§ **WHAT YOU ARE ASKED TO DO**: Your job with the data below is to output exactly the lines from the one holding "column 128, row 136" down to the one holding "column 143, row 131", both included, and no others.

Stored items from a collection

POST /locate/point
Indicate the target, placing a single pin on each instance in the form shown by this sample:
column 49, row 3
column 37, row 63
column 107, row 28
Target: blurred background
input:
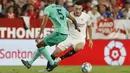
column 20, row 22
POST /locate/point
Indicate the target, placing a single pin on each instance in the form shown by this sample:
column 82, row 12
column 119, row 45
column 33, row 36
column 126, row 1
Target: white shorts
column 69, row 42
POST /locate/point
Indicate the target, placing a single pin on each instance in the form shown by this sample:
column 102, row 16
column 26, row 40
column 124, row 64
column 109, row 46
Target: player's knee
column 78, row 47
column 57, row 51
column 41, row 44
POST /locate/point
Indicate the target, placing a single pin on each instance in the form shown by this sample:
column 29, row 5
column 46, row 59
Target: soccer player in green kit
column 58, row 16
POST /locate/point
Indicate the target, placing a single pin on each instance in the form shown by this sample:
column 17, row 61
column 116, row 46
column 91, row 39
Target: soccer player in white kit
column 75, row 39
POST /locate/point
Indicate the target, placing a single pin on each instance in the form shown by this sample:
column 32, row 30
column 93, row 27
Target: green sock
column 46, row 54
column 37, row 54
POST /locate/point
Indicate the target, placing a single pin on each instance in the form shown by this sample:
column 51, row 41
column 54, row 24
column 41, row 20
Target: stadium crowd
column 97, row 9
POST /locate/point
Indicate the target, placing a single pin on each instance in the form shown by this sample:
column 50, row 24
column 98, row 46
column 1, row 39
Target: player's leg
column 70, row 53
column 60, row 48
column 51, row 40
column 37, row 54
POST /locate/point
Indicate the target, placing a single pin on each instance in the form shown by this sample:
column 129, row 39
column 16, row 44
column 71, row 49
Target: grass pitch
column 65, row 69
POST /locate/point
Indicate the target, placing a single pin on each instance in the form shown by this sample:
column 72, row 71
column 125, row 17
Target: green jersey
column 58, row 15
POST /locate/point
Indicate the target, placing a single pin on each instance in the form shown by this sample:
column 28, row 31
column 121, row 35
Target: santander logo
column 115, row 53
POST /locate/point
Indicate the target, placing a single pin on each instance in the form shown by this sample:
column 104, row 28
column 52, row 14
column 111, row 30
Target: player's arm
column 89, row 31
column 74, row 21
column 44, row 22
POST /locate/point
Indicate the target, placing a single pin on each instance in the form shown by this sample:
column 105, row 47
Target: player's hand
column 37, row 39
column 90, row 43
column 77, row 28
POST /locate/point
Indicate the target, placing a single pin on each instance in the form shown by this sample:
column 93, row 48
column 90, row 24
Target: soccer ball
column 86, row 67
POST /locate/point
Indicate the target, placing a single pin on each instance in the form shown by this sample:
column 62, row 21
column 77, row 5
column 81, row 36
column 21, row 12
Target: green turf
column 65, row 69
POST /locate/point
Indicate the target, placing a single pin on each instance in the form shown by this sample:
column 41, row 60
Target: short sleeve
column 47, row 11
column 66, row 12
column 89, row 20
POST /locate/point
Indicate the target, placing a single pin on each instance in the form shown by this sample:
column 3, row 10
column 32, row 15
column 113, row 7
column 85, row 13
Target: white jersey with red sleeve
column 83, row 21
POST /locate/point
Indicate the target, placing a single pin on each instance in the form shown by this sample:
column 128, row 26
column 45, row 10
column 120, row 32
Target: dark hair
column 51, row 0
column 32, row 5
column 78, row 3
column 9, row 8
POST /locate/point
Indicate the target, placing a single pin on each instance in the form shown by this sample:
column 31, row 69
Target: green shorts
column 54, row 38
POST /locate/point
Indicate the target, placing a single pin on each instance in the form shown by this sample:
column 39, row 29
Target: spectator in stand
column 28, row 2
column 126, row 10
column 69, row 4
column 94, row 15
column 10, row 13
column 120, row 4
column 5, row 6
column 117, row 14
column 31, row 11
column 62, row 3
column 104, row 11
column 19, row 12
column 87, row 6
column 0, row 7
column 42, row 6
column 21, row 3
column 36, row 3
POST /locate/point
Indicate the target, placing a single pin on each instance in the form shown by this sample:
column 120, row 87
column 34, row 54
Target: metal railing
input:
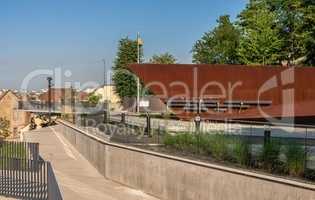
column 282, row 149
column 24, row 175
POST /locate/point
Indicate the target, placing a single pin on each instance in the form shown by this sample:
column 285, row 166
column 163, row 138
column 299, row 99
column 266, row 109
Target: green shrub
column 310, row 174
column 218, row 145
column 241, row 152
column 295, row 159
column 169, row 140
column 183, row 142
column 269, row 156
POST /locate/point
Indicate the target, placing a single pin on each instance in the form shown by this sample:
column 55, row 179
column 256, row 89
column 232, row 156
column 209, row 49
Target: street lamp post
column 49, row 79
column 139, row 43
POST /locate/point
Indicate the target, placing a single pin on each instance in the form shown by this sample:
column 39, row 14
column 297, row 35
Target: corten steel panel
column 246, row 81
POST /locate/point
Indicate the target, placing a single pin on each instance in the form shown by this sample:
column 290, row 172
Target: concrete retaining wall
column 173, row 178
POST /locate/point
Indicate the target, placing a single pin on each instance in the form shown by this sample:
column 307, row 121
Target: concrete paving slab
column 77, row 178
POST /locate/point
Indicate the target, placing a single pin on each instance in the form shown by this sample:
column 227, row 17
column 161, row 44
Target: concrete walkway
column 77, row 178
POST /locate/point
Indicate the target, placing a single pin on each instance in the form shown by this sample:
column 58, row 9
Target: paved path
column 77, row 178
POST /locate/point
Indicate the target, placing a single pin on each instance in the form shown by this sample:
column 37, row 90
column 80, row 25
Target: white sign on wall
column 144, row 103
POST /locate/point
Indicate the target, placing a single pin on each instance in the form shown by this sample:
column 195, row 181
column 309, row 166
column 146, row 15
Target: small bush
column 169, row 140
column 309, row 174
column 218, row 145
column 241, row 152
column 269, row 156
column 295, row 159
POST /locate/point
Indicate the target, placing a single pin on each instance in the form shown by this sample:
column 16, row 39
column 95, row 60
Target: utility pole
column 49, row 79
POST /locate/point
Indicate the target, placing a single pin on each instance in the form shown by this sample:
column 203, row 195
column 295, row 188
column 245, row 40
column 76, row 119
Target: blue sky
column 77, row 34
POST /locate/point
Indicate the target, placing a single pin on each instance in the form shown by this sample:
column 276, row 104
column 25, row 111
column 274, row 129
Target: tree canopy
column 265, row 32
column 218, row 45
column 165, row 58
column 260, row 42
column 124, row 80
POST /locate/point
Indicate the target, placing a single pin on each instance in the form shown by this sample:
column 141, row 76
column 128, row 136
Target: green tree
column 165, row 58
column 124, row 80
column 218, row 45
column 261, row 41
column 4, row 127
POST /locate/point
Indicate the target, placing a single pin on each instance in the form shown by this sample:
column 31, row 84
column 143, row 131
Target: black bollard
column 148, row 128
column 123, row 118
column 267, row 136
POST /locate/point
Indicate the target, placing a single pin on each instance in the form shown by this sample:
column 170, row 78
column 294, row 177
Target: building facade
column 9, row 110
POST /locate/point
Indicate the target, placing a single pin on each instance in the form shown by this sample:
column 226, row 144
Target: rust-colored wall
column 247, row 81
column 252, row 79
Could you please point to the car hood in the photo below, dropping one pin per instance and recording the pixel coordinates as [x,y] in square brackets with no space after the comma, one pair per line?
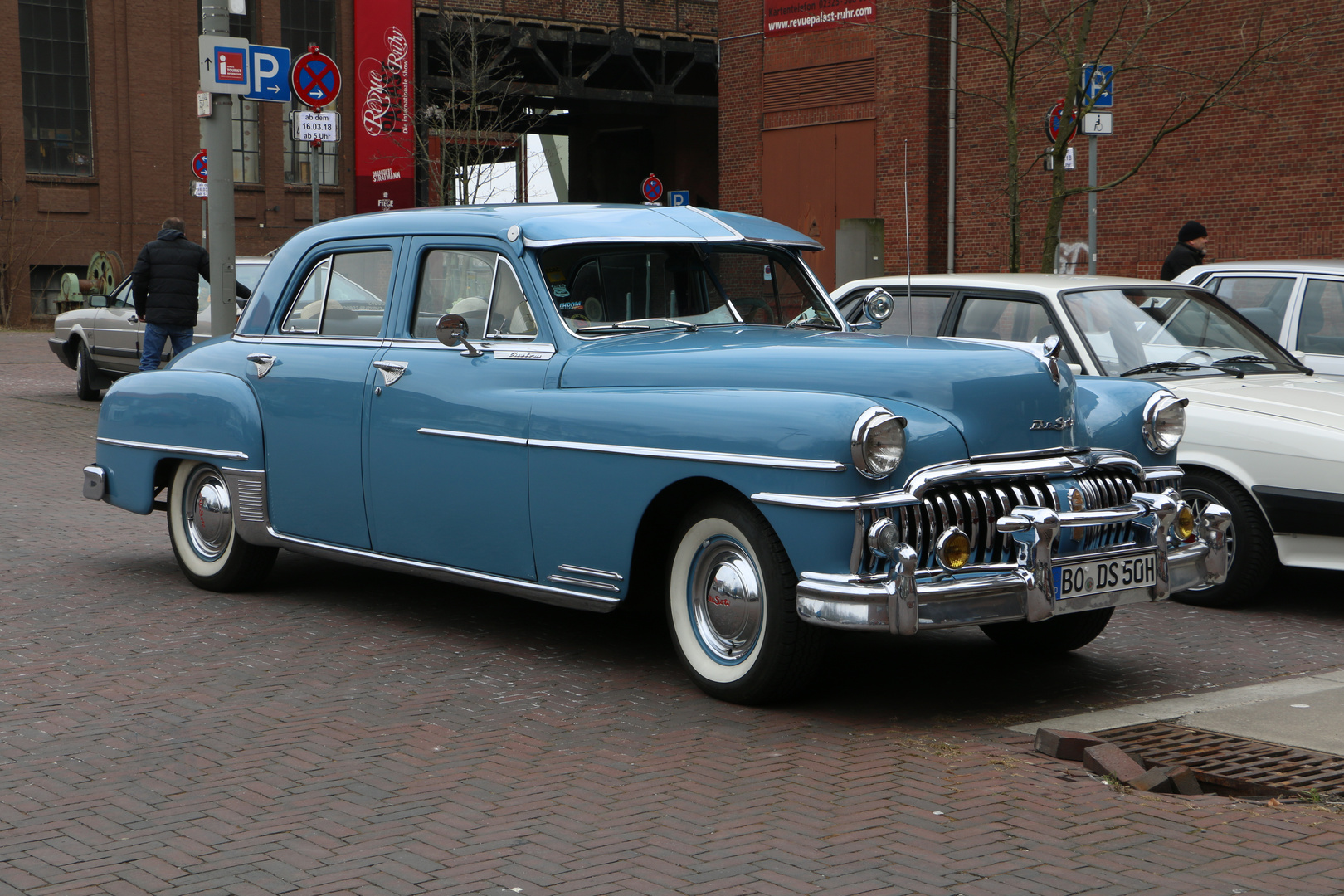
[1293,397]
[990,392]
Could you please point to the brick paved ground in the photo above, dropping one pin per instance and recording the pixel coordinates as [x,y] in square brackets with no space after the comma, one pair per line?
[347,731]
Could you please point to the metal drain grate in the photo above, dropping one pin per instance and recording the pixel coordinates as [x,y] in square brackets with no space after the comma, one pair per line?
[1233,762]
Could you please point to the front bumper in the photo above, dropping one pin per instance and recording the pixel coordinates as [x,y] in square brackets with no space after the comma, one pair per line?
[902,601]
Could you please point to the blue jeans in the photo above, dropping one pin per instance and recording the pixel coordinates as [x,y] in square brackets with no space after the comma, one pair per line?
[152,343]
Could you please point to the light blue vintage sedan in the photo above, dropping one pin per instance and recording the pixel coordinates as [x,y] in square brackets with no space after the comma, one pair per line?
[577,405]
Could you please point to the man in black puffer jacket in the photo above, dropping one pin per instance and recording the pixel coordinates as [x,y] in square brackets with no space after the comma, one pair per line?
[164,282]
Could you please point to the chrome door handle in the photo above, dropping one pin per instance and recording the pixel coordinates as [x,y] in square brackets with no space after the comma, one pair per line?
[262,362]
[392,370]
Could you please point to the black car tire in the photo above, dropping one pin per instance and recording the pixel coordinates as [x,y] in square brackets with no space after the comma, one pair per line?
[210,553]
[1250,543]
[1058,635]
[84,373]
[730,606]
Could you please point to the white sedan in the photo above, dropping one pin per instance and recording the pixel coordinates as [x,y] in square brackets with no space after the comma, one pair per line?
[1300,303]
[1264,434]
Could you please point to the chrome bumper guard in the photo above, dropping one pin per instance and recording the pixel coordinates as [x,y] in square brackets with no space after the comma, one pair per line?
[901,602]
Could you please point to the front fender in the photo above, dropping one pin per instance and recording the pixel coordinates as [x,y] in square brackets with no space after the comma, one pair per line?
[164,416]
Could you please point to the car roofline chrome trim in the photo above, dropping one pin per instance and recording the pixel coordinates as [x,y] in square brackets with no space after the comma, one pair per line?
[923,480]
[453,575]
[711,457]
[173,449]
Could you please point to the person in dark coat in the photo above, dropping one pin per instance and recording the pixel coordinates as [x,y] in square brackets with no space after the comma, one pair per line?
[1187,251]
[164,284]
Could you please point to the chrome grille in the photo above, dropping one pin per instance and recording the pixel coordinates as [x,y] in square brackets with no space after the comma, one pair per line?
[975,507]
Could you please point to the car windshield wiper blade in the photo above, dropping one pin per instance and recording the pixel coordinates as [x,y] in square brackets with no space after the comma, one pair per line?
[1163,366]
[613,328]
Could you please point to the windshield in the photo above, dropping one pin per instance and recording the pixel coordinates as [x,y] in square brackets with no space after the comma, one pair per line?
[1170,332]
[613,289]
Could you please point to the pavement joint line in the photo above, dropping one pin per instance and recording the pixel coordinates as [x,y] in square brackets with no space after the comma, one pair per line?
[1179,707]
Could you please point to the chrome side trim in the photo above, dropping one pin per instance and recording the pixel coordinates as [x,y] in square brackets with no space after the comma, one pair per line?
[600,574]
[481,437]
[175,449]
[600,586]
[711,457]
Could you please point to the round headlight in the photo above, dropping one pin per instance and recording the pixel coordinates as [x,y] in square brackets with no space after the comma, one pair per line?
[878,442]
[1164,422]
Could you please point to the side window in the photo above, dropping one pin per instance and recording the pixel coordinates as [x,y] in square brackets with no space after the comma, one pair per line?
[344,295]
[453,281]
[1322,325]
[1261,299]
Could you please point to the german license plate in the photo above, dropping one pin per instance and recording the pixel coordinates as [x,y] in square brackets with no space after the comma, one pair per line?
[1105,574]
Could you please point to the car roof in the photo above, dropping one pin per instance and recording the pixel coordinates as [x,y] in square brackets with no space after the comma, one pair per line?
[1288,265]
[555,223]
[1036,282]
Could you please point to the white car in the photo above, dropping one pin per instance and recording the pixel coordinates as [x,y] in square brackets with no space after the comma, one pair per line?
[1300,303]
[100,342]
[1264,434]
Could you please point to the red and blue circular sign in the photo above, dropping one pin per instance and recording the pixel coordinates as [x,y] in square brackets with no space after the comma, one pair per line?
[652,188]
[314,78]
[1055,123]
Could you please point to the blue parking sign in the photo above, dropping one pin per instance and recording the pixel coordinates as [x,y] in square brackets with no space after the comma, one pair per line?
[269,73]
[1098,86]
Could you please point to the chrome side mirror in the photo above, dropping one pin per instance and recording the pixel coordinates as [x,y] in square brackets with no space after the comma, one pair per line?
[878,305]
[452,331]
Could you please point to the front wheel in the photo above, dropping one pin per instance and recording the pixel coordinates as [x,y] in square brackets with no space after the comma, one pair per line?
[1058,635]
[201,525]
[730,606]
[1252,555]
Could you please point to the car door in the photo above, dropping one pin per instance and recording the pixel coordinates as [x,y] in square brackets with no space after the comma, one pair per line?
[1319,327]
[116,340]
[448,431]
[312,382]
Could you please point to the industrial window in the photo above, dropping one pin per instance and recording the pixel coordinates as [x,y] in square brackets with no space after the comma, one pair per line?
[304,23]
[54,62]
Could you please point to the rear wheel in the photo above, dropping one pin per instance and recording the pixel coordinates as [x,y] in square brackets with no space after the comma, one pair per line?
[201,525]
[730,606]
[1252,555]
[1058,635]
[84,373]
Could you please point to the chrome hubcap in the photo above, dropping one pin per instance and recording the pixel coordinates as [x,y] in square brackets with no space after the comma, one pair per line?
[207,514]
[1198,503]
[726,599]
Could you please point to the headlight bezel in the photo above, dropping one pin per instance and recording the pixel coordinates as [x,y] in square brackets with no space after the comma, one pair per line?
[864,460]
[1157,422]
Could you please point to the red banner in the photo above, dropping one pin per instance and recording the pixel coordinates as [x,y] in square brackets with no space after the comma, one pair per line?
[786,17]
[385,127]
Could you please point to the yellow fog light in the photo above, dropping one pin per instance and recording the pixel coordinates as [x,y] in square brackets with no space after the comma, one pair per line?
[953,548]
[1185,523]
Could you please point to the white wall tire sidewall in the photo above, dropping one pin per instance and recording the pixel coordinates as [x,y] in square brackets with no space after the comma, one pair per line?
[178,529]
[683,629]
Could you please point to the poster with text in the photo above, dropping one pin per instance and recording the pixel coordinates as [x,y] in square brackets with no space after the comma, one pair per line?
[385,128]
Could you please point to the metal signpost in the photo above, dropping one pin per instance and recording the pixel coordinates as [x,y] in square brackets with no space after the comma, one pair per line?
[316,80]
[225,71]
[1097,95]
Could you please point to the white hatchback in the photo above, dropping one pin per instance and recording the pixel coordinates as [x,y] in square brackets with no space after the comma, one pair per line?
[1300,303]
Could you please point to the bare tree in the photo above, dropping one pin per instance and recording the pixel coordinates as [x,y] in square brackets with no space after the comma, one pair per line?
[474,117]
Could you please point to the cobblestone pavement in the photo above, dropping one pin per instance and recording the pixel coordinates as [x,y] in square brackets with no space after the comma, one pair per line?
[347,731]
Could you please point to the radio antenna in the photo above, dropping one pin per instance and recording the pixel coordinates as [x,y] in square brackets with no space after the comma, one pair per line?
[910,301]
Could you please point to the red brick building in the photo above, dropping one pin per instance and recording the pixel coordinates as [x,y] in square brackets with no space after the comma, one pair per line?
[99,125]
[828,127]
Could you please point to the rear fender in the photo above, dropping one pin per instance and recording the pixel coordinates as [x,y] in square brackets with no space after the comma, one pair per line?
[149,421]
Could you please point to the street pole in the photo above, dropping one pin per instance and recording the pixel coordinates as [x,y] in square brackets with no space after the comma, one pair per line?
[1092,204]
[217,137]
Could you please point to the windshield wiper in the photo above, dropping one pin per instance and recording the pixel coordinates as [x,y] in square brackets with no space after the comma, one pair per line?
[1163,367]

§ **RESULT OF THE EXERCISE**:
column 128, row 136
Target: green tree
column 165, row 58
column 124, row 80
column 218, row 45
column 261, row 41
column 4, row 127
POST /locate/point
Indicate the target, placing a single pin on each instance in the form shown by this sample:
column 31, row 84
column 143, row 131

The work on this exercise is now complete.